[WRITTEN TASK A] In one to three sentences, explain why the enneagram post says the "number problem" undermines correspondence theories.
[WRITTEN TASK B] List every four-letter Myers-Briggs type that the enneagram post names.
[WRITTEN TASK C] Copy from the enneagram post the passage that begins with the words containing "These people simply" and ends with "go haywire :P.".

[SUPPLIED TEXT]

________________________________________

Perhaps I should adopt your attitude and laugh :-)  I find these
correspondence theories positively irritating.  They are all
*immediately* flawed on two grounds.  First is the _number_
problem: there are _eight_ Jungian types and _nine_ enneagram
types.  It makes me have to ask, "Hello?  Did you consider
the *blatantly* obvious fact that you can't have a one-to-one
mapping between sets of different sizes?"  The other issue
is the _empirical_ evidence.  The most cursory examination of
the facts reveals that every enneagram type shows multiple
MB type's and vice versa.  I personally know Fives who are INTP's,
ISTP's, INTJ's, INFP's etc.  None of this disputes that there
are trends of course.  ESFJ type-5's, for example, are vanishing
rare, if they exist at all.  The point is, you can't correlate
the two systems in any facile way.  Nevertheless, there are
people who will not give it up.  Even Riso won't.

I should point out at this point for anyone on this list whose
curiosity has been piqued to be wary of learning about the
enneagram on the Internet.  The 'net is loaded with crackpots
on this subject for some reason.  I recommend the books by Don
Richard Riso, or the one by Helen Palmer if you are interested.
If you want some introductory information from the web, then try:

http://www.enneagraminstitute.com

Tom Chou's page has good impressionistic introductions to the
types, even though I disagree with his "directional theory":

http://www.people.fas.harvard.edu/~tchou/

And one other thing.  Don't bother arguing with the enneagram
crackpots any more than you would argue with someone who would,
say, posit an alphabet which miraculously revised itself.
These people simply are not persuaded by either facts or reason.
Trust me here.  I have already tried.



>I've found some of the "cycles" or whatever they're
>called used to characterise and describe the enneagram
>types to be interesting and useful. The "what type are
>you" thing with the enneagram, though, that just
>doesn't fly for me. I think if the enneagram's model
>or reality _does_ happen to fit you it would probably
>be rather useful, but like I've observed some
>individuals make the MBTI go haywire, I seem to be
>someone who makes the enneagram go haywire :P.

________________________________________

[EXTRACTED ENTRIES]
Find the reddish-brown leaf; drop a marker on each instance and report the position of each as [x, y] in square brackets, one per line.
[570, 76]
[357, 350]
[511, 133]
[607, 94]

________________________________________

[TASK RESPONSE A] There are eight Jungian types but nine enneagram types. Sets of different sizes can't be mapped one-to-one, so the two systems can't line up type for type.

[TASK RESPONSE B] INTP, ISTP, INTJ, INFP, ESFJ

[TASK RESPONSE C]
These people simply are not persuaded by either facts or reason.
Trust me here.  I have already tried.



>I've found some of the "cycles" or whatever they're
>called used to characterise and describe the enneagram
>types to be interesting and useful. The "what type are
>you" thing with the enneagram, though, that just
>doesn't fly for me. I think if the enneagram's model
>or reality _does_ happen to fit you it would probably
>be rather useful, but like I've observed some
>individuals make the MBTI go haywire, I seem to be
>someone who makes the enneagram go haywire :P.